● **Exercise brief**
Find "Target: ceiling light" in the material, then return exactly the line containing it and all lines after it to the end, leaving out pictures.

● **Listed entries**
=======

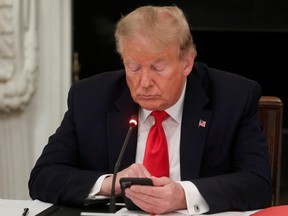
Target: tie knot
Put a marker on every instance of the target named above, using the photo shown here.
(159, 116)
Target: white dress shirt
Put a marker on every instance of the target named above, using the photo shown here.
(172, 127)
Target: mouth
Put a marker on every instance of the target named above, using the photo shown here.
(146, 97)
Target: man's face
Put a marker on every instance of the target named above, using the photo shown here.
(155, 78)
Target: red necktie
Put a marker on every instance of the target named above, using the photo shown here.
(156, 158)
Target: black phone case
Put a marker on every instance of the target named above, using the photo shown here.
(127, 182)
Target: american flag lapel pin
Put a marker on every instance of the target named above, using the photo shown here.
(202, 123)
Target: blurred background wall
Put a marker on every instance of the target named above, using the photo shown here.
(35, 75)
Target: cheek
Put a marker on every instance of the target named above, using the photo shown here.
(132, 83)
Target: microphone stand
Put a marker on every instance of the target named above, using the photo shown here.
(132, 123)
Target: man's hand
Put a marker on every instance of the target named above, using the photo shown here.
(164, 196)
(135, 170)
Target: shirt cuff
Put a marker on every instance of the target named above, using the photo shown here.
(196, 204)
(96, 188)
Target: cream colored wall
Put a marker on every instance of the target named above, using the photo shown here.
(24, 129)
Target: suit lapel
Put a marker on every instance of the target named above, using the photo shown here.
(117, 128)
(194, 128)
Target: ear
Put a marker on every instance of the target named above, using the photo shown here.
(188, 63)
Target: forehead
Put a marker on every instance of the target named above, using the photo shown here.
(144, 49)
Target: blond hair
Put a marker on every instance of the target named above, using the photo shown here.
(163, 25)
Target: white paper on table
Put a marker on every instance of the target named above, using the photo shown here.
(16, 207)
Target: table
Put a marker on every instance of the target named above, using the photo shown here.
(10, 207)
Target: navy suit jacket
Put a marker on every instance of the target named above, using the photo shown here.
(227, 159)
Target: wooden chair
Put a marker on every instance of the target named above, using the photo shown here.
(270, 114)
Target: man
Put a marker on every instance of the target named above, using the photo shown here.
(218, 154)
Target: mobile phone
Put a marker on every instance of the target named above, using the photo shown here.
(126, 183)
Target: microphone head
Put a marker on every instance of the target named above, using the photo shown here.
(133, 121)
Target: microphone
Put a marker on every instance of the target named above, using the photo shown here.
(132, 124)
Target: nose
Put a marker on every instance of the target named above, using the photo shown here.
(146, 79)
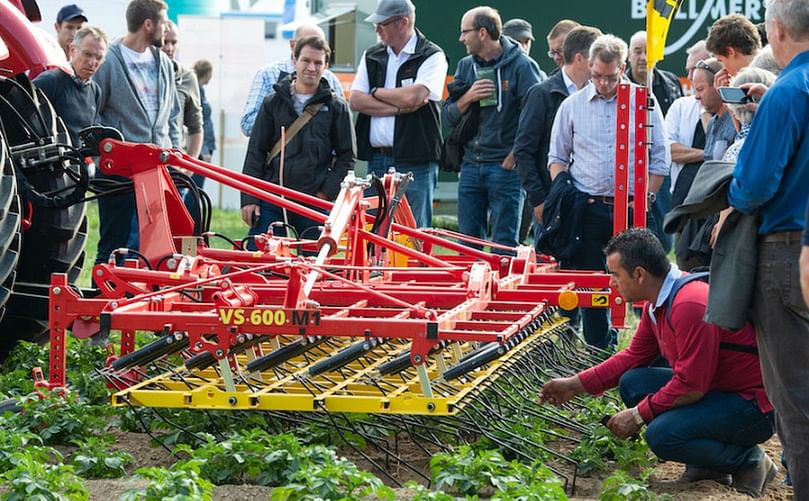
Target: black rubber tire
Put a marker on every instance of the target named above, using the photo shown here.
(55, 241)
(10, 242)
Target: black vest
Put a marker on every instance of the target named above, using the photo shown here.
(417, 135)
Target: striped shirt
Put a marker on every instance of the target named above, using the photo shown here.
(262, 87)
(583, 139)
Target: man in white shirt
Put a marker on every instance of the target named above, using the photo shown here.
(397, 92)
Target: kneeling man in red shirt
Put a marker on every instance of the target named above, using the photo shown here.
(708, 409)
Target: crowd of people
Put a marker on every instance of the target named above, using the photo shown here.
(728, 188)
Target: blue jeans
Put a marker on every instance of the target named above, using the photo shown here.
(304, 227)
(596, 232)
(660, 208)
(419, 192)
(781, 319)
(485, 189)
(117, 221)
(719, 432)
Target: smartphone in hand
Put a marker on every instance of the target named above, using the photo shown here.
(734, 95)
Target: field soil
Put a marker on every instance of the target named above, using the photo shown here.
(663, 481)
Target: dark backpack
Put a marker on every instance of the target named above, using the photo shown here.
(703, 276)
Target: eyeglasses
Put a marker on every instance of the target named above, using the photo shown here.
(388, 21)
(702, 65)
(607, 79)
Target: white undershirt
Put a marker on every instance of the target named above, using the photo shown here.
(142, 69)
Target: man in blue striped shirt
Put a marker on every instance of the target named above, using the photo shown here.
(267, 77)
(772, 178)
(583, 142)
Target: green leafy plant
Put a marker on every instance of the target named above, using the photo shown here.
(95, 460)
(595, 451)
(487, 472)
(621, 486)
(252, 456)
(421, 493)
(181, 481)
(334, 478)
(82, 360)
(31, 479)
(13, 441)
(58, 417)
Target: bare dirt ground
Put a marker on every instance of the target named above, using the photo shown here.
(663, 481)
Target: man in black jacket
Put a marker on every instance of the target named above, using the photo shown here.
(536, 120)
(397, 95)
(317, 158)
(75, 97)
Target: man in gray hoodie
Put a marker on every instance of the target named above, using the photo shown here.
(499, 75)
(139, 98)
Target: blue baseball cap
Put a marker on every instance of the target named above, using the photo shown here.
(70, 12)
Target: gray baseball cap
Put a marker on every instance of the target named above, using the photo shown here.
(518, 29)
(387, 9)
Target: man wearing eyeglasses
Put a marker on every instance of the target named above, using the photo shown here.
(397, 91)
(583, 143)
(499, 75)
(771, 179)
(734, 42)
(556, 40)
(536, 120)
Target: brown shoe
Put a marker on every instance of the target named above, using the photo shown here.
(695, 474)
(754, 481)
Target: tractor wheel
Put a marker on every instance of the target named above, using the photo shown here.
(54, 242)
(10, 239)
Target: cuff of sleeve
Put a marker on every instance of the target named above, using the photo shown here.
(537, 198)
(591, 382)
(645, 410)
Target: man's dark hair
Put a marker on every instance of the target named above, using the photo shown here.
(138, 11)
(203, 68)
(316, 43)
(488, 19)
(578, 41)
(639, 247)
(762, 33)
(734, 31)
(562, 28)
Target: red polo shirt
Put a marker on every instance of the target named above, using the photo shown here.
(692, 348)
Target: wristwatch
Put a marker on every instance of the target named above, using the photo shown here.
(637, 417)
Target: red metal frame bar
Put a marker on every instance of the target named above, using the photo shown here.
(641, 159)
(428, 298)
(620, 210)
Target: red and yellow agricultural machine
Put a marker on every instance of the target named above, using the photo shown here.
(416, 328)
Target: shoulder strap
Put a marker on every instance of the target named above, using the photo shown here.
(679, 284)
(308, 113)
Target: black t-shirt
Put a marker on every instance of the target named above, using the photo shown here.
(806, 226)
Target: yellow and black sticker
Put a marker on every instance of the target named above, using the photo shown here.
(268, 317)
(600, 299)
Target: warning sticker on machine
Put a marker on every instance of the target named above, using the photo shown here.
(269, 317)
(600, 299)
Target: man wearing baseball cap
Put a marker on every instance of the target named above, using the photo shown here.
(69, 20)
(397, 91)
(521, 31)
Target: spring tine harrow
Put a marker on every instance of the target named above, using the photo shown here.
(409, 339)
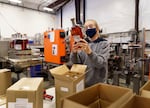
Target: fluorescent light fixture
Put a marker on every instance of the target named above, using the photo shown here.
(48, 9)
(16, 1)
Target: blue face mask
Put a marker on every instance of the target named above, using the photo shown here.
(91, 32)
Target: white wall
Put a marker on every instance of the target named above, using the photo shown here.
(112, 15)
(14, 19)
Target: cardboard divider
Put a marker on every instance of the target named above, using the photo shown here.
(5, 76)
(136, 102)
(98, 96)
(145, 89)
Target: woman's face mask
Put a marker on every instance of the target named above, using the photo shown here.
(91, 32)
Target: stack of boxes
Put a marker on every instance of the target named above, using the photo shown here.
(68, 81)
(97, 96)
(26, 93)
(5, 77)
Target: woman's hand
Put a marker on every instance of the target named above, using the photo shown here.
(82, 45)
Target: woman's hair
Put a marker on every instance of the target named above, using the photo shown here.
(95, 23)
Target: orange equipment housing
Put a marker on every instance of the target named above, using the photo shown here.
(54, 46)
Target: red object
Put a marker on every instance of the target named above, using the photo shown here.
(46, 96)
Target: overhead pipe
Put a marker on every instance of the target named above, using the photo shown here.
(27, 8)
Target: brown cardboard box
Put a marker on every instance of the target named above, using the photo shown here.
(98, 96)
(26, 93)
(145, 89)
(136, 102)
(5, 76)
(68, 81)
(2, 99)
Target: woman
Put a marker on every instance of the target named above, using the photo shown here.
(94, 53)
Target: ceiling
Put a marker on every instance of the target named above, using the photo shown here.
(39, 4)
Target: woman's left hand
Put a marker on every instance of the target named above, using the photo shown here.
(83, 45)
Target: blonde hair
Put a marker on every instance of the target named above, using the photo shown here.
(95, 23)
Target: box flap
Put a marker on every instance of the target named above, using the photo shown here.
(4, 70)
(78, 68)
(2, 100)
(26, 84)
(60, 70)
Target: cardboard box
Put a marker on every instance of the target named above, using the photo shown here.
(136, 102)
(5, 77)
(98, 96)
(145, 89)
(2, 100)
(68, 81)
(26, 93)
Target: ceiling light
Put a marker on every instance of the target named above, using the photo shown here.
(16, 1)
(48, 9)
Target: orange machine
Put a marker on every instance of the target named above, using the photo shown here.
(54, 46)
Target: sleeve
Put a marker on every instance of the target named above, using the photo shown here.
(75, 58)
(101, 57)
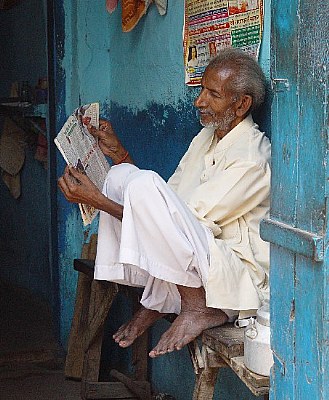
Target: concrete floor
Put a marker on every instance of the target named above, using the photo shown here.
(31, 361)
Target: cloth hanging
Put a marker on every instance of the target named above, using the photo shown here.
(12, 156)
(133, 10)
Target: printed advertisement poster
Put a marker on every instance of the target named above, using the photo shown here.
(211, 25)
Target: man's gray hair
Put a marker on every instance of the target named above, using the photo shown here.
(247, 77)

=======

● **Response to this exercise**
Target: ceiling light
Put a marker on every instance of the target named above, using the photo shown here.
(16, 1)
(48, 9)
Target: orange machine
Put a marker on every instance of the target named above, using the photo shown here.
(54, 46)
Target: sleeve
Put a marker on every instance of the target named above, using the photo shown here.
(75, 58)
(101, 57)
Target: concrete floor
Put a marker on every instance of the target named above, using the photo shown here.
(31, 361)
Target: cloth hanging
Put a marker on every instance of the target named above, using the photo shown here.
(12, 156)
(133, 10)
Target: printed advertisement poster
Put a marker on every instance of the target named above, using the photo shown here.
(211, 25)
Target: man's gray hair
Put a marker on every instance of the target named above, using the photo shown here.
(247, 77)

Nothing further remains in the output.